*DOCUMENT TEXT*:
(begin)

This example shows how to use the MQTT publish and subscribe architecture in ThingSpeak. The MQTT protocol is a low-overhead device messaging system. Using MQTT, subscribe to field 1 of a control channel. When you update the control channel, the posted value is sent to your device. The servo rotates to the specified angle. The device measures the network strength and updates the storage channel. Comments in the code indicate how to adapt this example for a nonsecure connection.

Supported Hardware

  • ESP8266, NodeMCU, WeMOS

  • Arduino MKR1000

  • Arduino Uno, Mega, Due, or Leonardo with wireless network connection

  • Particle Photon (with slight code and schematic adjustments)

The example is designed to work with only a few extra components, namely a single servo motor. You use the on board Wi-Fi antenna to make Wi-Fi strength measurements.

These images show sample channel output from the storage channel. Field 1 stores the angle of the servo motor that is set from the control channel, and field 2 shows the measured Wi-Fi strength value.

Data analysis shows that the orientation of the WeMOS hardware has a directional effect on the measured signal strength.

Prerequisites

1) Create a ThingSpeak Channel for the subscribe control as shown in Collect Data in a New Channel. The subscribe channel holds the angle for the servo motor. When the servo motor angle is updated, the subscribed device receives the angle as an MQTT message. The device sets the servo angle and measures the new wireless network strength at that angle.

2) Create another ThingSpeak channel for the published data. The publish channel records the set angle and the signal strength data.

3) In the Channel Settings view, enable fields 1 and 2 for the publish channel. To distinguish between the fields, give each field a descriptive name.

4) Note the read and write API keys on the API Keys tab in the Channel Settings view (circled in the image).

5) Create an MQTT device by clicking Devices > MQTT at the top of the page, then Add a new device. When you set up the device, authorize both channels for publish and subscribe. For details, see Create a ThingSpeak MQTT Device.

(end)

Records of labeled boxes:
(begin)

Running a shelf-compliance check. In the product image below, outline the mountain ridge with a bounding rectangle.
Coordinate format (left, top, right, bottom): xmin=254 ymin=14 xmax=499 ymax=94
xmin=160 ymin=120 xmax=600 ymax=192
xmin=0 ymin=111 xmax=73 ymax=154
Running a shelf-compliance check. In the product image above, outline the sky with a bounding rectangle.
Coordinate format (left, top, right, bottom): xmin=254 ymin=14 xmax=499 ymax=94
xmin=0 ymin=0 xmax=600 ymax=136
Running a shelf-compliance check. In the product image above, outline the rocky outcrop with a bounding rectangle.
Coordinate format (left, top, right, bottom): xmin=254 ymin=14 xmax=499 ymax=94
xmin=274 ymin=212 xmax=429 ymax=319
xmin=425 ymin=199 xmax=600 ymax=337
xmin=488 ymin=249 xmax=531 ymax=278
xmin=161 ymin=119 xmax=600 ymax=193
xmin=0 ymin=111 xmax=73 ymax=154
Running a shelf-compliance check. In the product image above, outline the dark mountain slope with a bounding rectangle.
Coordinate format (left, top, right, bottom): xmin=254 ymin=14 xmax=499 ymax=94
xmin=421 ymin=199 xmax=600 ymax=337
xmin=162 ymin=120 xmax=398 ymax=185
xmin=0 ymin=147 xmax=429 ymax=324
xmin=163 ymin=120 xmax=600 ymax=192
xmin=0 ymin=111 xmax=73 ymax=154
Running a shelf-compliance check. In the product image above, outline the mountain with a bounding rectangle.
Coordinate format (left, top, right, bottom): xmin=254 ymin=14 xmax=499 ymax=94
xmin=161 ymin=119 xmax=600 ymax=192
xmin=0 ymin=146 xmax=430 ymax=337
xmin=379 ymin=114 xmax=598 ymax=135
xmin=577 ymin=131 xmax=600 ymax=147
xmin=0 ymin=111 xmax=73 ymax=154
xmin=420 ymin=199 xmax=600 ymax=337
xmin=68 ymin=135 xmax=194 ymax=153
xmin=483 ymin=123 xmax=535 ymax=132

(end)

*TASK GOAL*: Revise the ThingSpeak MQTT text, copying everything from "Prerequisites" down to "in the image)." with each "publish channel" changed to "output channel".

*WRITTEN SOLUTION*:
Prerequisites

1) Create a ThingSpeak Channel for the subscribe control as shown in Collect Data in a New Channel. The subscribe channel holds the angle for the servo motor. When the servo motor angle is updated, the subscribed device receives the angle as an MQTT message. The device sets the servo angle and measures the new wireless network strength at that angle.

2) Create another ThingSpeak channel for the published data. The output channel records the set angle and the signal strength data.

3) In the Channel Settings view, enable fields 1 and 2 for the output channel. To distinguish between the fields, give each field a descriptive name.

4) Note the read and write API keys on the API Keys tab in the Channel Settings view (circled in the image).